On March 13, 2007, Emeritus Corporation (the “Company”) filed a current report under Form 8-K, Item 1.01 announcing the Company’s entry into a Purchase and Sale Agreement dated March 7, 2006, for the purchase of 12 communities consisting of 786 units located in five states. Pursuant to the leases described below, the Company operated these facilities as assisted living and dementia care communities for seniors. On March 15, 2007, the Company completed the transaction.
As a result of this acquisition, four Lease Agreements with HR Acquisition of San Antonio, Ltd covering four communities were terminated effective March 15, 2007. The Lease Agreements each were dated December 31, 1996 and were assumed by the Company under Assignment and Assumption agreements dated May 9, 2002. Each lease had an initial term of 18 years with three additional 5-year renewal options. The leases included an option to acquire the communities and a right of first option to purchase the properties upon written notice of the owner’s intent to sell. The annual base rent under the four Lease Agreements was approximately $3.2 million as of the closing date and provided for annual rent adjustments based on the lesser of 3% or three times the change in the consumer price index. These leases were accounted for as capital leases by the Company.
In addition, on March 15, 2007 we also terminated a Lease Agreement with HR Acquisition I Corporation dated May 1, 2003 covering eight communities. The Lease Agreement had an initial term of 10 years with three 5-year renewal options and included an option to acquire the communities and a right of first option to purchase any of the properties upon written notice of the owner’s intent to sell. The annual base rent under the Lease Agreement was approximately $4.0 million as of the closing date and provided for annual rent adjustments based on the change in the consumer price index, with a maximum increase of 3.5%. These leases were accounted for as operating leases by the Company.
Under the purchase agreement, the purchase price for the 12 communities is incorporated in this Item 1.02 by reference to Item 2.03 below.
Item 2.03 Creation of a Direct Financial Obligation or an Obligation under an Off-Balance Sheet Arrangement of a Registrant.
Under the Purchase and Sale Agreement referred to in Item 1.02 above, the purchase price for 12 communities was approximately $101.0 million, including closing costs.

**Directions:**
A. According to the filing excerpt, what was the purchase price for the 12 communities, including closing costs?
B. Display every line of the entries below that contains the string "trousers", matching case exactly.

**Task data:**
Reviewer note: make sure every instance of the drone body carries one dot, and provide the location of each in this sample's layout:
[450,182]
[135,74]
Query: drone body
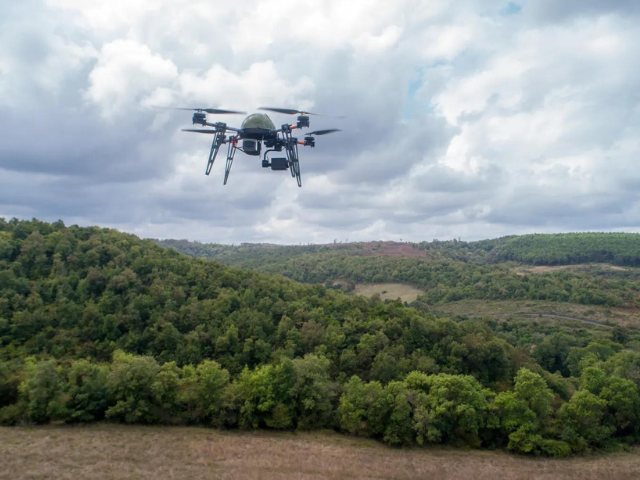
[257,130]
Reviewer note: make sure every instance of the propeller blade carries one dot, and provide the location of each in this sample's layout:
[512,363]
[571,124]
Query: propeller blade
[289,111]
[207,110]
[324,132]
[211,132]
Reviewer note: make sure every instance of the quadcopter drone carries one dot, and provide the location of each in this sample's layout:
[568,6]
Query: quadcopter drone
[255,130]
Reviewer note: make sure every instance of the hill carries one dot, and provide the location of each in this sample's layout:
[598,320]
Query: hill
[96,324]
[148,453]
[453,271]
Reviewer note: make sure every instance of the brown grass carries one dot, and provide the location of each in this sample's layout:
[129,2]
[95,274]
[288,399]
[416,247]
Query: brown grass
[120,452]
[528,309]
[578,266]
[388,291]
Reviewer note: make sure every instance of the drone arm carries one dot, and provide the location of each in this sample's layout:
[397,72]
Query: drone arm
[217,125]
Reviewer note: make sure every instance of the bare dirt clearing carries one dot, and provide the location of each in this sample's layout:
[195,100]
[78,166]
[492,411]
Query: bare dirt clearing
[121,452]
[388,291]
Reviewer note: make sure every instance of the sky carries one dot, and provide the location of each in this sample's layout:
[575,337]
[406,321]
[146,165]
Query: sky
[469,119]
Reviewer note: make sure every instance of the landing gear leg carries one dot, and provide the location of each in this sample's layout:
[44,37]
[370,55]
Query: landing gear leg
[230,154]
[218,140]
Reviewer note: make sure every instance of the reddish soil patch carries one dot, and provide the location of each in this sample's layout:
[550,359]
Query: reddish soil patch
[386,249]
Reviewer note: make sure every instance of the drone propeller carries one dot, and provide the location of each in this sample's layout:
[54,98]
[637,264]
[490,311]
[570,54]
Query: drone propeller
[324,132]
[291,111]
[211,132]
[206,110]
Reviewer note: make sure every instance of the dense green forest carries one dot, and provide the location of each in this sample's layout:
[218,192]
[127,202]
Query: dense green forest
[451,271]
[100,325]
[537,249]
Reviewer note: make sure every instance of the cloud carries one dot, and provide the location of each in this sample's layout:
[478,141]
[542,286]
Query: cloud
[473,120]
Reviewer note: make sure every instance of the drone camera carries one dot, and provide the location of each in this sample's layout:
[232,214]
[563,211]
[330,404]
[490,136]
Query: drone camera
[279,164]
[303,121]
[200,118]
[251,147]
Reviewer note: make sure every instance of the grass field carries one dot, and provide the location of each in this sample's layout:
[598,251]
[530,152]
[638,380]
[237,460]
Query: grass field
[529,309]
[388,291]
[126,452]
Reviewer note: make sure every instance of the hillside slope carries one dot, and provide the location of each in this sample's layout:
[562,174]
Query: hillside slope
[97,324]
[452,271]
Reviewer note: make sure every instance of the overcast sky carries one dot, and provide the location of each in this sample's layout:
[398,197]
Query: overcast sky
[468,119]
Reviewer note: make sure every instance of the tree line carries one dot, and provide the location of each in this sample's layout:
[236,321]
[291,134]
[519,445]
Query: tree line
[100,325]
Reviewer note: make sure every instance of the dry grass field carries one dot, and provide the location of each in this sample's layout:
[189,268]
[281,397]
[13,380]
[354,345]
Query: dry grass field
[122,452]
[531,310]
[388,291]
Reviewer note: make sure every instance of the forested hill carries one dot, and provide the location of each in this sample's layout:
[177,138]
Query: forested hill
[567,249]
[453,270]
[537,249]
[96,324]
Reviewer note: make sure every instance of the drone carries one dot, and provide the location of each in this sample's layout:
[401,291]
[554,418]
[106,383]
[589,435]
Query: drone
[257,129]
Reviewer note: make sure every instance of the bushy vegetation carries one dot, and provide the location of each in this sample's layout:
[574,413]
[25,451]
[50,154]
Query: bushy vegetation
[452,271]
[569,249]
[96,324]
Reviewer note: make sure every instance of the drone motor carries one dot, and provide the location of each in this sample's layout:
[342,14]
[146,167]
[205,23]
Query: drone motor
[303,121]
[199,118]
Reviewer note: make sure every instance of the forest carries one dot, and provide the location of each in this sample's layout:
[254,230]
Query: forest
[99,325]
[454,270]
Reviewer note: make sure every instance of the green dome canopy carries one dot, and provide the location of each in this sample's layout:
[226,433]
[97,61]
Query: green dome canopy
[258,120]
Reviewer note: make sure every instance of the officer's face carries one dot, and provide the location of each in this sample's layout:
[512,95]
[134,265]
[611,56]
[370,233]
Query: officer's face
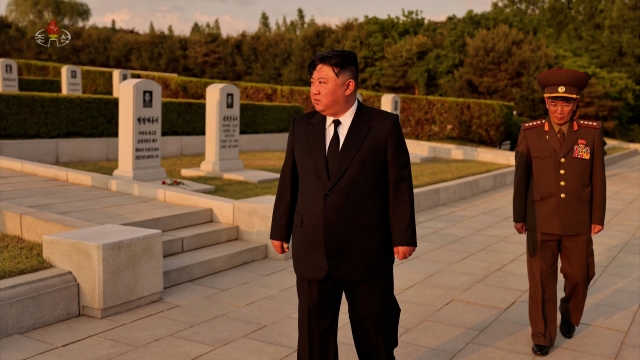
[560,110]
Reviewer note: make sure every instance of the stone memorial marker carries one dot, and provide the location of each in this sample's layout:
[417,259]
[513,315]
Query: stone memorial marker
[9,75]
[118,77]
[71,77]
[390,103]
[222,138]
[140,131]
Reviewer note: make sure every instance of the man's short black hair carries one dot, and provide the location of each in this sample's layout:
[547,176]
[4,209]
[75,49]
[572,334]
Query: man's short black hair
[341,61]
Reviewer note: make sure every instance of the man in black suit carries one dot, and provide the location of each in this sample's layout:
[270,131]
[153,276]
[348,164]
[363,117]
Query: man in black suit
[346,197]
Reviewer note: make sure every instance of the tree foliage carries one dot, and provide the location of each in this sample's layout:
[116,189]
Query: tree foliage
[492,55]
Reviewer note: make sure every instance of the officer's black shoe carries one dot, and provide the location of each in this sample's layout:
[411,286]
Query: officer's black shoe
[540,350]
[567,329]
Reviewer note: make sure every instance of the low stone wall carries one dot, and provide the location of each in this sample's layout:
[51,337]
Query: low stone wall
[38,299]
[52,151]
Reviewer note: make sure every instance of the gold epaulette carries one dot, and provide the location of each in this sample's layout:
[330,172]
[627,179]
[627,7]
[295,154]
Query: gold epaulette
[533,124]
[590,123]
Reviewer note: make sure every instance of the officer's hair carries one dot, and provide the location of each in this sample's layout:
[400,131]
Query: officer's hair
[341,61]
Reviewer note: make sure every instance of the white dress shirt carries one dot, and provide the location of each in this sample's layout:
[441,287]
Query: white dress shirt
[345,122]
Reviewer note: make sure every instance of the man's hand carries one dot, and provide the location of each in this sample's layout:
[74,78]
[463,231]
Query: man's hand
[280,247]
[596,228]
[403,252]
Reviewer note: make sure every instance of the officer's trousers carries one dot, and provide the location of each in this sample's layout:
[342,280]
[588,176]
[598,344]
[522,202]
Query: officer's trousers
[577,268]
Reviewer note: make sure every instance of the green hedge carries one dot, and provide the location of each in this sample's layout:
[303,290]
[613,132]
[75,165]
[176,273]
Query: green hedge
[39,84]
[49,116]
[423,117]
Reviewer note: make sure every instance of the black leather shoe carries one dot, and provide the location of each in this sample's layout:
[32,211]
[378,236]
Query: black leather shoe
[567,329]
[540,350]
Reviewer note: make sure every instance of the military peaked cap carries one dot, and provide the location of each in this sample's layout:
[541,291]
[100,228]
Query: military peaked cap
[562,83]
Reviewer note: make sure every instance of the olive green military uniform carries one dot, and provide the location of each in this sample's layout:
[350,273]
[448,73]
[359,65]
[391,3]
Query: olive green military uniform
[559,192]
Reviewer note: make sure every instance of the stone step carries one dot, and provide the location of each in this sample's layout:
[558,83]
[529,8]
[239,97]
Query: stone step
[205,261]
[166,219]
[195,237]
[419,158]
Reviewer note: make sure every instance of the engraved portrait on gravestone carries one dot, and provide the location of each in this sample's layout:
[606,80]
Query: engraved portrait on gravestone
[147,99]
[229,101]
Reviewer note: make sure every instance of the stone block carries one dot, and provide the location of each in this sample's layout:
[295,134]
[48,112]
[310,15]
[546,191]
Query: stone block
[42,151]
[88,179]
[222,208]
[10,163]
[263,142]
[253,218]
[82,150]
[193,145]
[171,146]
[35,225]
[35,300]
[10,218]
[137,188]
[117,267]
[112,149]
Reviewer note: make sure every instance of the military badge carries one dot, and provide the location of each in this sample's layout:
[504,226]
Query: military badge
[581,151]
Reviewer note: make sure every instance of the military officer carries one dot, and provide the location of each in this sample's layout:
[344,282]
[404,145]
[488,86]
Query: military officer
[559,202]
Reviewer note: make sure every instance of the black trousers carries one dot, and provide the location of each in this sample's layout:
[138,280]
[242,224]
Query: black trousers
[373,311]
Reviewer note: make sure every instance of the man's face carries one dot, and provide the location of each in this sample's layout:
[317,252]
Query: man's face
[330,93]
[560,110]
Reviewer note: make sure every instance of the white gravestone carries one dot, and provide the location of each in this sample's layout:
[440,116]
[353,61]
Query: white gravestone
[118,77]
[9,73]
[71,77]
[222,138]
[390,103]
[140,131]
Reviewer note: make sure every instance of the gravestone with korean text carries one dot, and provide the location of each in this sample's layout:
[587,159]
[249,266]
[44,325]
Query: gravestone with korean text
[71,77]
[118,77]
[140,130]
[222,141]
[9,75]
[390,103]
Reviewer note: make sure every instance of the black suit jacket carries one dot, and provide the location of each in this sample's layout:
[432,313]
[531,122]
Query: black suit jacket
[349,225]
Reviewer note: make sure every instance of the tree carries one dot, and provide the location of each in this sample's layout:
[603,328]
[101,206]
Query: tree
[264,27]
[502,64]
[38,13]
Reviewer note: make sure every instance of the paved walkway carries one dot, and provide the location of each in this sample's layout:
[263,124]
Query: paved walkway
[463,296]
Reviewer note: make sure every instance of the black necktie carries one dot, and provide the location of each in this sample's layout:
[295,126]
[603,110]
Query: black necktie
[334,150]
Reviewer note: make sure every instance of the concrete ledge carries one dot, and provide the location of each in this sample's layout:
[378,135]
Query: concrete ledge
[253,219]
[621,156]
[117,267]
[36,225]
[35,300]
[460,152]
[221,208]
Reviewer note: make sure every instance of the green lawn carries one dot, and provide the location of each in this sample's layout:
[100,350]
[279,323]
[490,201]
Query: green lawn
[611,151]
[18,257]
[433,172]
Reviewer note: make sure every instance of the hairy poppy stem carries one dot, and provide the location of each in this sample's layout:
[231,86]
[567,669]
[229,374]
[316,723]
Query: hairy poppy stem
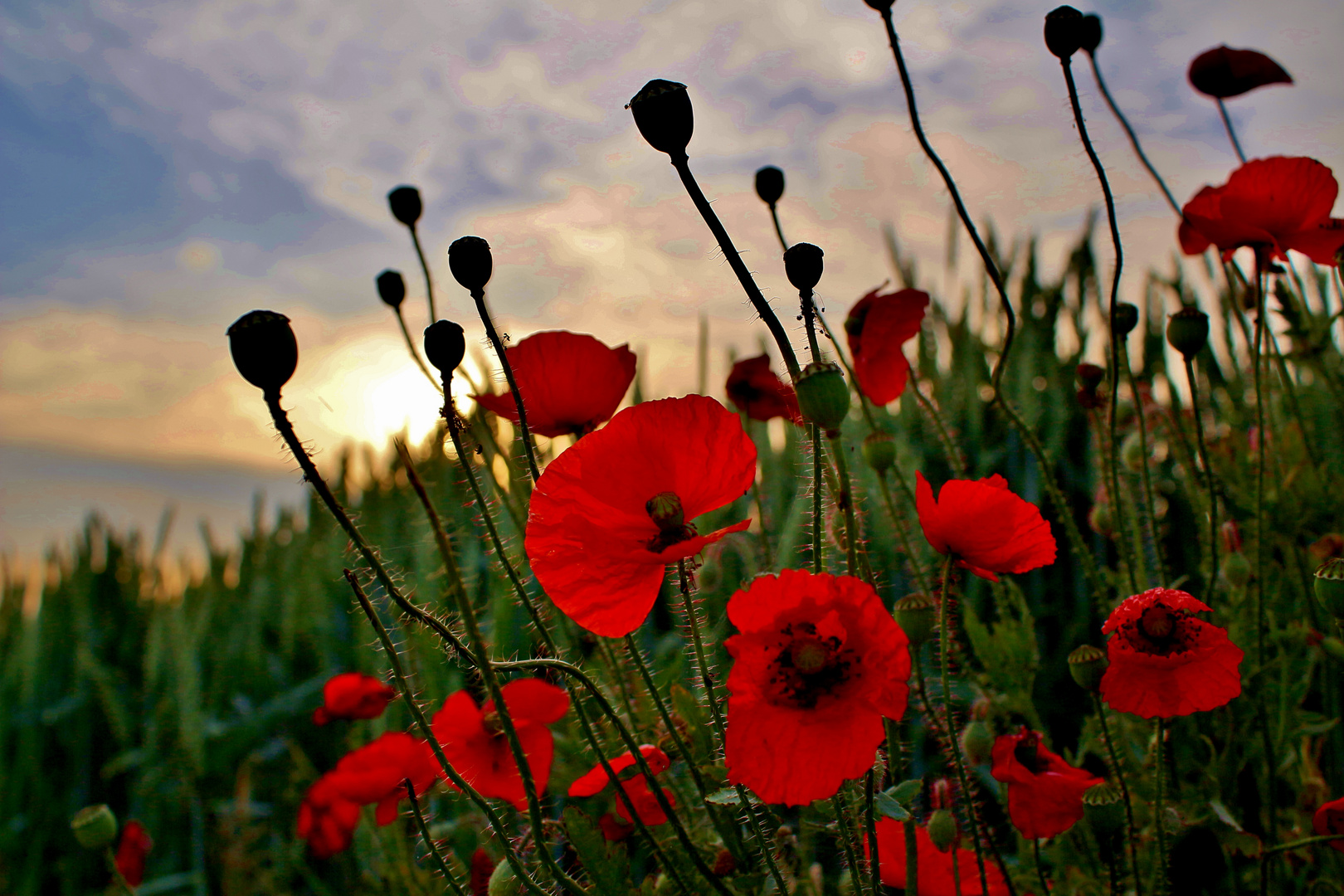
[429,841]
[418,716]
[945,655]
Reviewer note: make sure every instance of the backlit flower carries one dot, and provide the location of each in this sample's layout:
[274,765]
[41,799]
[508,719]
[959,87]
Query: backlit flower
[934,867]
[475,744]
[353,694]
[611,512]
[1164,661]
[983,524]
[569,382]
[817,665]
[877,328]
[1045,793]
[1274,203]
[758,391]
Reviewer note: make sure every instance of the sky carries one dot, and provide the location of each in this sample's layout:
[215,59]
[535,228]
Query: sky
[167,167]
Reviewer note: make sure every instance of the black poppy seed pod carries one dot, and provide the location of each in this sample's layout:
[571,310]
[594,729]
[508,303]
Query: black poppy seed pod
[665,117]
[446,345]
[1127,319]
[802,265]
[1064,32]
[769,184]
[405,204]
[392,288]
[1187,332]
[264,348]
[470,262]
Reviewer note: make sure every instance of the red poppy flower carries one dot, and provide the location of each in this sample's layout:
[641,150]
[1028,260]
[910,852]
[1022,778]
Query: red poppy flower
[609,514]
[877,328]
[934,865]
[353,694]
[758,391]
[569,382]
[1222,71]
[1278,203]
[1045,793]
[1164,661]
[132,850]
[1329,820]
[984,525]
[475,744]
[817,664]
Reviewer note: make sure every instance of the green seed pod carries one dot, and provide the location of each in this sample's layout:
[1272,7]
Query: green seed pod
[879,450]
[1187,332]
[823,395]
[95,826]
[1088,665]
[265,349]
[916,614]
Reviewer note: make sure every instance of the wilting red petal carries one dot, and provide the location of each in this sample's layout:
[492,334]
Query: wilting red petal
[1045,793]
[986,527]
[570,382]
[590,540]
[1224,71]
[1164,661]
[817,664]
[877,328]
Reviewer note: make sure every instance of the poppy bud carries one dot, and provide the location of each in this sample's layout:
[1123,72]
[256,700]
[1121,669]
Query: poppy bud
[446,345]
[392,288]
[769,184]
[95,826]
[1187,332]
[916,617]
[665,117]
[1329,586]
[264,348]
[823,395]
[1127,319]
[405,204]
[879,450]
[1064,32]
[942,829]
[1088,665]
[977,743]
[802,266]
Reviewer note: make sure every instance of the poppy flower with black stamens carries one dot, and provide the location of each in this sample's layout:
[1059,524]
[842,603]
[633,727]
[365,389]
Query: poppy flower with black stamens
[934,865]
[819,663]
[1045,793]
[758,392]
[475,744]
[353,694]
[877,328]
[1164,661]
[570,382]
[983,524]
[611,512]
[1274,203]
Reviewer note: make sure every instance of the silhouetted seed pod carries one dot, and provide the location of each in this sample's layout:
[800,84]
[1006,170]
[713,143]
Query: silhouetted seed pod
[802,265]
[769,184]
[405,204]
[663,114]
[470,260]
[1064,32]
[1127,319]
[1089,32]
[392,288]
[1187,331]
[446,345]
[264,348]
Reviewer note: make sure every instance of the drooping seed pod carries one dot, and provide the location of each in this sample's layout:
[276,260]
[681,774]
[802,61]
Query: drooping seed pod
[265,349]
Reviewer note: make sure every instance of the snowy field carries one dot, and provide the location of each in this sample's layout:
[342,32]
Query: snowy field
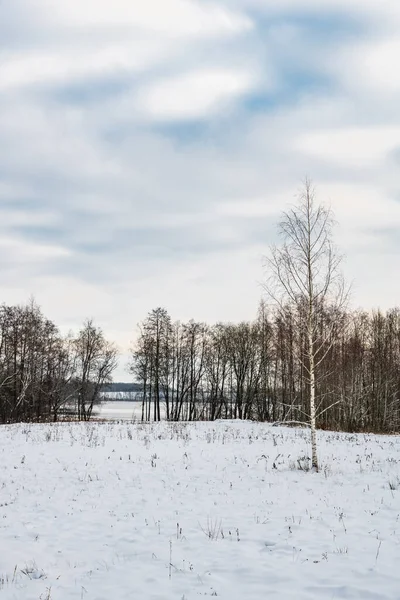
[108,511]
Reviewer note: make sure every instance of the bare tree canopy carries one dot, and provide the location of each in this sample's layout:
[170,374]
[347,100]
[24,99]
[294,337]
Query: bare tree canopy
[304,272]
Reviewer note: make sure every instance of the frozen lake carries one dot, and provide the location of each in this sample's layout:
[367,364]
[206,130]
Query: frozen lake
[121,410]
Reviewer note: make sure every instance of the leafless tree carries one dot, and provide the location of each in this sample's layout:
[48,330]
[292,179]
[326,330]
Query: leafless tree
[304,273]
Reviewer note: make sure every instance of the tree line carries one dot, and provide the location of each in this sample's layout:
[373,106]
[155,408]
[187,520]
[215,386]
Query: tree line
[252,370]
[305,359]
[43,374]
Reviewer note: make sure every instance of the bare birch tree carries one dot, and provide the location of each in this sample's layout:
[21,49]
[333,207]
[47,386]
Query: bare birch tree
[304,272]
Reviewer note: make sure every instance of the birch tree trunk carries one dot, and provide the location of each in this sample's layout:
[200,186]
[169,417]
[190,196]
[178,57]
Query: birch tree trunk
[304,274]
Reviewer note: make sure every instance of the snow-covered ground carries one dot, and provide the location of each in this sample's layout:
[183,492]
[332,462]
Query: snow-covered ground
[108,511]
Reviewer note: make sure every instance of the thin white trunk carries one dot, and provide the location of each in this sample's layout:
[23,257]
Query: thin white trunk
[314,454]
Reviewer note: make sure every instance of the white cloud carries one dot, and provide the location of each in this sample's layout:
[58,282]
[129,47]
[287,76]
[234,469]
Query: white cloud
[350,147]
[21,251]
[193,95]
[169,17]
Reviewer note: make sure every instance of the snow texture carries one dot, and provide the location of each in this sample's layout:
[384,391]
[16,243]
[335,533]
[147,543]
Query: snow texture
[120,511]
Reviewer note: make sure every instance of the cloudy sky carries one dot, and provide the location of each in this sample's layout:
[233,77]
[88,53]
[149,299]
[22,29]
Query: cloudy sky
[147,149]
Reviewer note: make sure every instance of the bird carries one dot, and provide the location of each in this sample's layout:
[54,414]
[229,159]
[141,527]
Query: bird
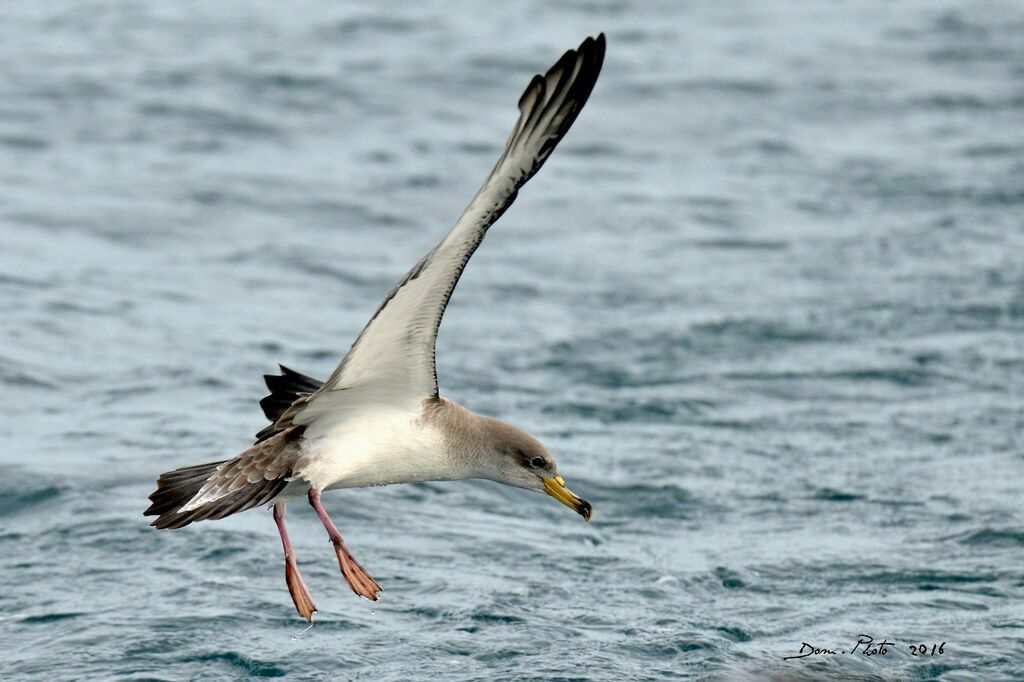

**Solutions per task:**
A. Approximately $101.0 million.

B.
Reviewer note: make sure every instance of the officer's trousers carries one dot, and provide the location of each in this sample's layout:
Query: officer's trousers
Reviewer note: make sure every instance of the black trousers carries one dot, and provide the location of each in this sample's layout:
Query: black trousers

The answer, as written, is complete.